## [DIRECTION]
Repeat the records verbatim from their first line through the line containing "136], [71, 121]]", including that line.

[START OF EXTRACTED INFORMATION]

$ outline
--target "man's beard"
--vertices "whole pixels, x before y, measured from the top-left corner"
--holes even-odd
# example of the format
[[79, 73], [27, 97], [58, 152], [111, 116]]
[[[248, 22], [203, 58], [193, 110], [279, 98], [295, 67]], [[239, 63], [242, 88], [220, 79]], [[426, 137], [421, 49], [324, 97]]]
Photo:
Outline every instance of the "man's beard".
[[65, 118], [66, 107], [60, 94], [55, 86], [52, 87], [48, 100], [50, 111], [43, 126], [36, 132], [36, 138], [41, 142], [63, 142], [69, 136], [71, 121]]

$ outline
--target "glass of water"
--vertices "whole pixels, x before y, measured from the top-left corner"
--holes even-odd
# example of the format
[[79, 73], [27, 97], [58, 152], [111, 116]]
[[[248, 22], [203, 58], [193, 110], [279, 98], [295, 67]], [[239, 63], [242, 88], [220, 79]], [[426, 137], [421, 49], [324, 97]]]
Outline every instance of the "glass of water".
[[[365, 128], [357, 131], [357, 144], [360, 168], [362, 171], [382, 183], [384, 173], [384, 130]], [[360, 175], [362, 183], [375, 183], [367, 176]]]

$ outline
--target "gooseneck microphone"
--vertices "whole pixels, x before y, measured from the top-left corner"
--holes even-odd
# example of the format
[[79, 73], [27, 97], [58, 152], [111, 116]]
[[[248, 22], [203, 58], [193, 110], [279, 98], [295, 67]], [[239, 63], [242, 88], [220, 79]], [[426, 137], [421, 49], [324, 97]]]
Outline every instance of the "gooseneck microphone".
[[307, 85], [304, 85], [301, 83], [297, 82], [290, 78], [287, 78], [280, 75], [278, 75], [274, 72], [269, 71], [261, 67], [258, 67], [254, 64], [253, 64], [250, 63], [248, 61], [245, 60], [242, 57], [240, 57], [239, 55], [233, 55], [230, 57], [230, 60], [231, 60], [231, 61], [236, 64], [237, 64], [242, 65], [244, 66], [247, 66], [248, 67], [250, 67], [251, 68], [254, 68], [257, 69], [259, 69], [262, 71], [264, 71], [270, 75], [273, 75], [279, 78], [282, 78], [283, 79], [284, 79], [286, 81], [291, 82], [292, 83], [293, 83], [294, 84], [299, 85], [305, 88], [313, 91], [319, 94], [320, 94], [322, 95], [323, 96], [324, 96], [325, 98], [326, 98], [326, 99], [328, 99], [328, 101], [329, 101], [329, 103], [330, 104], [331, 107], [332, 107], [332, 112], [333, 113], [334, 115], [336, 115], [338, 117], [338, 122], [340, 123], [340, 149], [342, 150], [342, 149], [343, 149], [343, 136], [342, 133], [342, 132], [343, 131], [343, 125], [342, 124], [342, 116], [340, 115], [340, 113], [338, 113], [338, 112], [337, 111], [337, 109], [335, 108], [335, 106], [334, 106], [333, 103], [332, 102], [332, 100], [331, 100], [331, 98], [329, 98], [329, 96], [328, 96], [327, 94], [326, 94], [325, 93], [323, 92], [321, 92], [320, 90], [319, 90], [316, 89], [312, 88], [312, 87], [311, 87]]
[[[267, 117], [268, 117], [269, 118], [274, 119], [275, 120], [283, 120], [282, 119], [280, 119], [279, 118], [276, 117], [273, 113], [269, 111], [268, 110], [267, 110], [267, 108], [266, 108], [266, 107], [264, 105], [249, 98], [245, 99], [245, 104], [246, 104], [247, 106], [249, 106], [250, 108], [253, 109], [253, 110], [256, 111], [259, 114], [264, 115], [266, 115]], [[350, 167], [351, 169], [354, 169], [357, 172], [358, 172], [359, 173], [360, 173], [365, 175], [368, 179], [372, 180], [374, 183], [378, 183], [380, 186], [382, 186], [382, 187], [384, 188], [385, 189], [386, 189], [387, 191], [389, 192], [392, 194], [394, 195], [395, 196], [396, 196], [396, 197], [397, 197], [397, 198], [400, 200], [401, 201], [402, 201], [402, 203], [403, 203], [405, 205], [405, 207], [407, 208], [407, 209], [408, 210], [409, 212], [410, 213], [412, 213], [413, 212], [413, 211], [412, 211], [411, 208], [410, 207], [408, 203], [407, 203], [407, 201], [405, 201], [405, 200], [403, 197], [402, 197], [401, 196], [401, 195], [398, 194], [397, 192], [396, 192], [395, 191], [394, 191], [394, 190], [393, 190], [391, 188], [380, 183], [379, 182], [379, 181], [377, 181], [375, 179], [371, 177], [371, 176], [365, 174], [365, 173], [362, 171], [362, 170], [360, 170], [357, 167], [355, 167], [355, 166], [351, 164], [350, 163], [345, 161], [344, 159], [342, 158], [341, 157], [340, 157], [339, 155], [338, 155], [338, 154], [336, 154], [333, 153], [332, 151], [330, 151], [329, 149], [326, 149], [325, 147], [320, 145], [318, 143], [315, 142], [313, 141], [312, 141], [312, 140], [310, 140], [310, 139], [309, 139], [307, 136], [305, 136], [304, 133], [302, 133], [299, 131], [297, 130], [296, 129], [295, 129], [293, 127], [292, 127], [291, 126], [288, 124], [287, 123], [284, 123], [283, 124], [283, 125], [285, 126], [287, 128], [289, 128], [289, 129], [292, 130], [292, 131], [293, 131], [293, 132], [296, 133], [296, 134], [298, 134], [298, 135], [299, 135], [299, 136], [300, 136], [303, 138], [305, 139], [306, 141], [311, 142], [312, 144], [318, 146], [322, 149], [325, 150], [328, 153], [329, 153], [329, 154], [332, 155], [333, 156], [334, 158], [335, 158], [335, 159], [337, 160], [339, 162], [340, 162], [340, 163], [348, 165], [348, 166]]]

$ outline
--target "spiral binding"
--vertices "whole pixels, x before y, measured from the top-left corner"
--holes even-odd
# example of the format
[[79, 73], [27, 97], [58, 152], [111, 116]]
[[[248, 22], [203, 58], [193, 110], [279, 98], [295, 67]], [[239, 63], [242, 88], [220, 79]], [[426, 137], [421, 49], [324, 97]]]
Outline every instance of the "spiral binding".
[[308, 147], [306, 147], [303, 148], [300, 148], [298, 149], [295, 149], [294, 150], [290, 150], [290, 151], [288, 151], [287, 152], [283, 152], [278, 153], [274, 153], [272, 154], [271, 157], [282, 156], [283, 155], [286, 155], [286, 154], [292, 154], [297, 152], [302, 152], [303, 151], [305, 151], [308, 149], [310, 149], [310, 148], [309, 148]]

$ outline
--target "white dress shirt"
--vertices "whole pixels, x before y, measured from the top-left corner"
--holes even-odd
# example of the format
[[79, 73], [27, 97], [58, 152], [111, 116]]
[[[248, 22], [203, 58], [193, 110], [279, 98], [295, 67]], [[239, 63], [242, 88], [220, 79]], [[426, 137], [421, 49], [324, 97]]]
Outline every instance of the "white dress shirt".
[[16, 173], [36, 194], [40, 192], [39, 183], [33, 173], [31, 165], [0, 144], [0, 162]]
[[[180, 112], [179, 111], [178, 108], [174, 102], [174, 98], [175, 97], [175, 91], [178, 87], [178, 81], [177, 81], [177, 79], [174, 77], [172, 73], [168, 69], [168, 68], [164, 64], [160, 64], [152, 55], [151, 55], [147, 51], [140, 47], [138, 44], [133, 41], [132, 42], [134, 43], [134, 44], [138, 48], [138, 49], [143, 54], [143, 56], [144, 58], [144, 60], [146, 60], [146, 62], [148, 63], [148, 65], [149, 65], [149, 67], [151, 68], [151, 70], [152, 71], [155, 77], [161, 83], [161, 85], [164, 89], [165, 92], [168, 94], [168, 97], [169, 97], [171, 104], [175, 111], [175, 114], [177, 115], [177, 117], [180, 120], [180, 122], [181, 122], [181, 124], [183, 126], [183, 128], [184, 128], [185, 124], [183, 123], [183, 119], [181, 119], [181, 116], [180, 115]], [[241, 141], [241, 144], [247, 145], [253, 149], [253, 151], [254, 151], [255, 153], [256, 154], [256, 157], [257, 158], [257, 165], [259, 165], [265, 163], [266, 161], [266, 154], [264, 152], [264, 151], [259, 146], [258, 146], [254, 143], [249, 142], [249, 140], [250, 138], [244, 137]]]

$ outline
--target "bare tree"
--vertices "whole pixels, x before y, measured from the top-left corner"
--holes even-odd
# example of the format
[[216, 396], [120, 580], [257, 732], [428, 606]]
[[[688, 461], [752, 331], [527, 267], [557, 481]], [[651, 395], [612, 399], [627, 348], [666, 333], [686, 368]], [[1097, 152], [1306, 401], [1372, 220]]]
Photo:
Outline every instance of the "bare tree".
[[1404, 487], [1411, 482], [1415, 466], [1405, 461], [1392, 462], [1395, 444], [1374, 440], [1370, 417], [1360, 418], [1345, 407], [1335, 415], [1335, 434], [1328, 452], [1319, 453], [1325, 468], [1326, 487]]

[END OF EXTRACTED INFORMATION]

## [FULL SOLUTION]
$ outline
--target "man's beard"
--vertices "whole pixels, x before y, measured from the top-left corner"
--holes even-odd
# example of the format
[[79, 73], [27, 97], [58, 152], [111, 116]]
[[[248, 22], [203, 58], [193, 110], [279, 98], [295, 67]], [[239, 63], [242, 88], [220, 79]], [[426, 137], [421, 49], [324, 97]]]
Photo:
Outline every instance of the "man's beard".
[[65, 118], [66, 107], [60, 94], [55, 86], [52, 87], [48, 100], [50, 111], [43, 126], [36, 132], [36, 138], [41, 142], [63, 142], [69, 136], [71, 121]]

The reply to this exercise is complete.